Acórdão nº 8247/22.2T8SNT-A.L1-7 de Tribunal da Relação de Lisboa, 2023-04-18

Ano2023
Número Acordão8247/22.2T8SNT-A.L1-7
ÓrgãoTribunal da Relação de Lisboa
Acordam as Juízas na 7ª Secção do Tribunal da Relação de Lisboa

I – RELATÓRIO
A e B, residentes na Rua ..., n.º, 1º A, Agualva-Cacém intentaram contra C, pessoa colectiva número 514 ..., com sede na Av. ..., n.º …, Agualva-Cacém a presente acção declarativa de condenação, com processo comum, formulando os seguintes pedidos (cf. Ref. Elect. 21032143 dos autos principais):
a) A declaração de resolução do contrato de empreitada;
b) A condenação da ré no pagamento de uma indemnização aos autores no valor de 15 782,80 € (quinze mil setecentos e oitenta e dois euros e oitenta cêntimos), acrescida de juros moratórios calculados à taxa supletiva legal desde a data de citação até integral pagamento;
c) A condenação da ré no pagamento de sanção pecuniária compulsória por cada dia de atraso no pagamento da indemnização.
Alegaram, muito em síntese, ter o autor marido contratado com a ré, em 28 de Janeiro de 2022, a realização das obras necessárias à remodelação e adaptação da fracção autónoma cuja nua propriedade adquiriram, cuja lista de trabalhos consta em anexo ao contrato, mediante o preço de 21 500,00 €; desde o início da obra que o autor se foi apercebendo que esta não era acompanhada pelo responsável de obra, ficava parada por diversos dias e, bem assim, que apresentava diversos defeitos, que a ré reconheceu numa reunião realizada em Março de 2022, mas que não corrigiu, vindo a abandonar a obra, causando prejuízos aos autores, que tiveram de contratar uma nova empresa de construção civil para corrigir os defeitos e concluir os trabalhos.

- Linhas de dados:
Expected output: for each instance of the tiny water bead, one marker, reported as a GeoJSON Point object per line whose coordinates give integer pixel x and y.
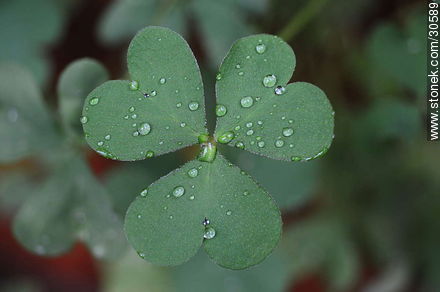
{"type": "Point", "coordinates": [209, 233]}
{"type": "Point", "coordinates": [178, 191]}
{"type": "Point", "coordinates": [193, 172]}
{"type": "Point", "coordinates": [134, 85]}
{"type": "Point", "coordinates": [220, 110]}
{"type": "Point", "coordinates": [260, 48]}
{"type": "Point", "coordinates": [94, 101]}
{"type": "Point", "coordinates": [279, 143]}
{"type": "Point", "coordinates": [226, 137]}
{"type": "Point", "coordinates": [193, 106]}
{"type": "Point", "coordinates": [269, 80]}
{"type": "Point", "coordinates": [247, 101]}
{"type": "Point", "coordinates": [279, 90]}
{"type": "Point", "coordinates": [144, 129]}
{"type": "Point", "coordinates": [287, 132]}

- Desafios:
[A] Duplique fielmente o trecho do acórdão que vai de "I – RELATÓRIO" até "pagamento da indemnização.", incluindo este último.
[B] Dê seguimento ao acórdão da Relação de Lisboa, escrevendo a parte que vem depois da última frase apresentada.

- Respostas por ordem:
[A]
I – RELATÓRIO
A e B, residentes na Rua ..., n.º, 1º A, Agualva-Cacém intentaram contra C, pessoa colectiva número 514 ..., com sede na Av. ..., n.º …, Agualva-Cacém a presente acção declarativa de condenação, com processo comum, formulando os seguintes pedidos (cf. Ref. Elect. 21032143 dos autos principais):
a) A declaração de resolução do contrato de empreitada;
b) A condenação da ré no pagamento de uma indemnização aos autores no valor de 15 782,80 € (quinze mil setecentos e oitenta e dois euros e oitenta cêntimos), acrescida de juros moratórios calculados à taxa supletiva legal desde a data de citação até integral pagamento;
c) A condenação da ré no pagamento de sanção pecuniária compulsória por cada dia de atraso no pagamento da indemnização.

[B]
Em 13 de Maio de 2022 foi expedida carta registada com aviso de recepção para citação da sociedade ré, dirigida para o seguinte endereço: “ C., Av. ..., n.º … Agualva-Cacém”, sob o registo n.º RE948252762PT (cf. Ref. Elect. 137523050 dos autos principais).
Por requerimento electrónico de 17 de Maio de 2022, a ilustre advogada Dr.ª P... juntou aos autos a procuração forense, com data de 20 de Março de 2022, emitida a seu favor e da Dr.ª D..., estagiária, por C (cf. Ref. Elect. 21077747 dos autos principais).
O aviso de recepção atinente à citação da ré mostra-se assinado por S... ….., com data de 19 de Maio de 2022, tendo sido junto aos autos a 24 de Maio de 2022 (cf. Ref. Elect. 21126764 dos autos principais).
Em 20 de Junho de 2022, a ré apresentou nos autos contestação pugnando pela improcedência da acção e deduzindo reconvenção, pedindo a condenação dos autores/reconvindos no pagamento à ré/reconvinte da quantia de 10 000,00 € relativa ao valor em falta referente ao acordado no contrato de empreitada e o valor atinente aos «trabalhos a mais» e 2 000,00 € a título de indemnização por danos não patrimoniais, e ainda no pagamento de juros, indemnização respeitante a 42 dias de atraso entre a conclusão da obra e a desistência dos autores e em sanção pecuniária compulsória (cf. Ref. Elect. 21292889 dos autos principais).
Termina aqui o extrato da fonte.